-- Begin Reading text --
Consequently, with effect from close of business hours on 30 September 2014, Clause V of the Memorandum of Association of the Company shall stand substituted by the following clause:
"The authorized share capital of the company is Rs.70,50,00,000/-, consisting of 10,50,00,000 equity shares of Rs.1/- each, 53,00,00,000 10% non-cumulative redeemable preference shares of Rs.1/- each, 10,00,000 1% non-cumulative redeemable preference shares of Rs.65/- each and 50,000 10% non-cumulative redeemable preference shares of Rs.100/- each."
13. By order dated 10th November, 2014, notice of this petition was
directed to be issued to the Regional Director, Northern Region and
citations were directed to be published in the newspapers 'Financial
Express' (English) and 'Jansatta' (Hindi) in terms of the Companies
(Court) Rules, 1959. The petitioner has filed an affidavit showing
compliance regarding service on the Regional Director, Northern Region
as also publication of citations in the aforesaid newspapers on 31st
December, 2014. Copies of the newspaper clippings containing the
publications have been filed along with the affidavit.
-- End Reading text --
Exercise set:
a) Answer these questions from the court order excerpt:
(i) From when does the new Clause V take effect?
(ii) In which two newspapers were citations directed to be published?
(iii) On what date were the citations published?
b) Decide whether each statement agrees with the court order excerpt:
(i) The authorized share capital of the company is Rs.70,50,00,000/-.
(ii) The equity shares are of Rs.65/- each.
(iii) Notice of the petition was directed to be issued to the Regional Director, Southern Region.
-- Begin Entries supplied --
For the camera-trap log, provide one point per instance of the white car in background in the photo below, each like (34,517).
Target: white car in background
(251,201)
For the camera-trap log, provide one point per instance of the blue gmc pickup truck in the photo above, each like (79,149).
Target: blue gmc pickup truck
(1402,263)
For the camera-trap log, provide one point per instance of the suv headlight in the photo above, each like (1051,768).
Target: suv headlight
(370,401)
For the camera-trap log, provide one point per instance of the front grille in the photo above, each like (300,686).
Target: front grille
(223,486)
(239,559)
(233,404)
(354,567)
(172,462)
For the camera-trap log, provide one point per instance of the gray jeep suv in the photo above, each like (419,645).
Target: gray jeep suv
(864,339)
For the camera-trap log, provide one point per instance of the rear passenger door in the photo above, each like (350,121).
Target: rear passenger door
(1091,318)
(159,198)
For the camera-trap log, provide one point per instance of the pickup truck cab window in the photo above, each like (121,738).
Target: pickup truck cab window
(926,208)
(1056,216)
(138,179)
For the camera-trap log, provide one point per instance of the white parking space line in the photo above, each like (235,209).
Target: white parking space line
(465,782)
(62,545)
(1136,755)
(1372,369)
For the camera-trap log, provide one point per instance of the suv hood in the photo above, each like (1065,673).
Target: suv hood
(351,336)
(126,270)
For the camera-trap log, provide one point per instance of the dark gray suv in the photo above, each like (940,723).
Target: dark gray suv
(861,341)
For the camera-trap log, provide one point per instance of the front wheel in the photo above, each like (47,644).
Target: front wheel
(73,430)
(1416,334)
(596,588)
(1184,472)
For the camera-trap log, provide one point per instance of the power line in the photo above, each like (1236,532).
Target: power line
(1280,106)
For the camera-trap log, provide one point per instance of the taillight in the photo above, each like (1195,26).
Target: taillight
-- End Entries supplied --
The replies:
a)
(i) From close of business hours on 30 September 2014.
(ii) 'Financial Express' (English) and 'Jansatta' (Hindi).
(iii) On 31st December, 2014.

b)
(i) Yes: "The authorized share capital of the company is Rs.70,50,00,000/-"
(ii) No: "10,50,00,000 equity shares of Rs.1/- each"
(iii) No: "notice of this petition was directed to be issued to the Regional Director, Northern Region"